[Dataset entries about where objects are located]
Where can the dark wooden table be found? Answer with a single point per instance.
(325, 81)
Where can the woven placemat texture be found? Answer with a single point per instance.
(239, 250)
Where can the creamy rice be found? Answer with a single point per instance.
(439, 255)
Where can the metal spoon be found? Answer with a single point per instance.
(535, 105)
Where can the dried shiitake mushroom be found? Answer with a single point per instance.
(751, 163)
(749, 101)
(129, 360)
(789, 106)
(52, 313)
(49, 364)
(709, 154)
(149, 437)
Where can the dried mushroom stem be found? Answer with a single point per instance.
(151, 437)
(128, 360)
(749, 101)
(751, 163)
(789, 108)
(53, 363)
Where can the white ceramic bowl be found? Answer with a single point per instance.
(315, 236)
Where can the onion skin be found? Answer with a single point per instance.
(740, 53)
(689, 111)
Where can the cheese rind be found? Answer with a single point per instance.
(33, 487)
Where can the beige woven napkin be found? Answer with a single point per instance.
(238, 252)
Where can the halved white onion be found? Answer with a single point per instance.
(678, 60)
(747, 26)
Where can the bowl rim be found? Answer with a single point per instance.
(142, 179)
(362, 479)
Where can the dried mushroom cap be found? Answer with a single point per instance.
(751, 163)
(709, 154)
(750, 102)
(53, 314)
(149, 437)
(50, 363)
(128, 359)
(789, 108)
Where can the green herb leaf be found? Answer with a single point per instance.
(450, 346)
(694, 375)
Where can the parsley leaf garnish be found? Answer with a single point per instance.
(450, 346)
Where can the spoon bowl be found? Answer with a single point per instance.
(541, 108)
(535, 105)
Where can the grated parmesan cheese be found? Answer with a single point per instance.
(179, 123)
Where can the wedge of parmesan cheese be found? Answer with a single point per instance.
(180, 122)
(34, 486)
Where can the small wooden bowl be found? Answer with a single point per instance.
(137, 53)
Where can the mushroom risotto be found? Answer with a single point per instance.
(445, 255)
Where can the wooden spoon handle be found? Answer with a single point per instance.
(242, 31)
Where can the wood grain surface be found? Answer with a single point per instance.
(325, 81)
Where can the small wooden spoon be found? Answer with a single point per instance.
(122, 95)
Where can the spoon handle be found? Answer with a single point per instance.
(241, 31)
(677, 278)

▶ [Aim]: Revise everything from the line containing "Where can the wedge" down to the end of the entries so that "wooden" becomes "timber" with nothing else altered, and give back only those lines.

▶ [Worked answer]:
Where can the wedge of parmesan cheese be found? Answer with a single point per instance.
(180, 122)
(34, 486)
Where can the small timber bowl be found? Answer with a single point per instance.
(137, 53)
Where can the mushroom risotto be found? Answer with a single point per instance.
(445, 255)
Where can the timber spoon handle be found? Answer with a single point per instance.
(242, 31)
Where can the wood grain surface be found? Answer with a single point per instance.
(325, 81)
Where can the small timber spoon be found? Answer with a single point per instance.
(122, 95)
Where can the spoon handle be found? Answer with a single point per instance.
(241, 31)
(677, 278)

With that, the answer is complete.